Task requirements:
A) In the abstract on bioceramic sealers, rewrite as a concise list the paragraph that begins "Compared with the other medicaments," keeping its main findings.
B) From the abstract on bioceramic sealers, set down word for word the passage that begins at the words "Compared with the" and stops after "push-out bond strength.".
C) According to the abstract on bioceramic sealers, after how many days were the medicaments removed?

Provided passage:
————————

To evaluate the effects of commonly used intracanal medicaments on the dentinal tubule penetration and push-out bond strength of two bioceramic sealers.

Methods

Eighty extracted single-rooted mandibular premolars were instrumented using sodium hypochlorite and ethylenediaminetetraacetic acid. The specimens were randomly assigned to four groups (n = 20): no medicament, double antibiotic paste, 2% chlorhexidine gel, and calcium hydroxide. After 14 days, medicaments were removed and samples were subdivided according to the sealer used (NeoSealer Flo or BioRoot RCS) labeled with Rhodamine B (n = 10). Sections from the coronal, middle, and apical thirds were analyzed using confocal laser scanning microscopy to evaluate penetration parameters. Push-out bond strength was also measured. Statistical analysis was performed using appropriate tests with a significance level set at p < 0.05.

Results

Compared with the other medicaments, 2% chlorhexidine gel produced significantly lower penetration values (p < 0.001). NeoSealer Flo demonstrated greater dentinal tubule penetration and bond strength than BioRoot RCS (p = 0.012 and p < 0.001). Penetration was highest in the coronal third, whereas bond strength was greatest in the apical third. The control group presented the highest bond strength, whereas calcium hydroxide significantly reduced the dislodgement resistance (p = 0.008). Greater dentinal tubule penetration did not consistently correspond to higher push-out bond strength.

Conclusions

Intracanal medicaments significantly influence the dentinal tubule penetration and bond strength of bioceramic sealers. However, greater tubular penetration does not necessarily correspond to improved dislodgement resistance. These findings suggest that sealer–dentin interaction may depend more on interfacial adaptation and chemical interaction than on penetration depth alone, with potential implications for material selection in endodontic treatment.

————————

Extracted records:
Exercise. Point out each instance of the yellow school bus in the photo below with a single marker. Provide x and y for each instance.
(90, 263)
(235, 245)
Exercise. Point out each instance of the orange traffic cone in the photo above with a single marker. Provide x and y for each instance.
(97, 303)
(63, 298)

————————

Outputs in order:
A)
- 2% chlorhexidine gel gave significantly lower penetration values than the other medicaments (p < 0.001).
- NeoSealer Flo showed greater dentinal tubule penetration and bond strength than BioRoot RCS (p = 0.012 and p < 0.001).
- Penetration was highest in the coronal third. Bond strength was greatest in the apical third.
- The control group had the highest bond strength. Calcium hydroxide significantly reduced dislodgement resistance (p = 0.008).
- Greater tubule penetration did not consistently match higher push-out bond strength.

B)
Compared with the other medicaments, 2% chlorhexidine gel produced significantly lower penetration values (p < 0.001). NeoSealer Flo demonstrated greater dentinal tubule penetration and bond strength than BioRoot RCS (p = 0.012 and p < 0.001). Penetration was highest in the coronal third, whereas bond strength was greatest in the apical third. The control group presented the highest bond strength, whereas calcium hydroxide significantly reduced the dislodgement resistance (p = 0.008). Greater dentinal tubule penetration did not consistently correspond to higher push-out bond strength.

C) After 14 days.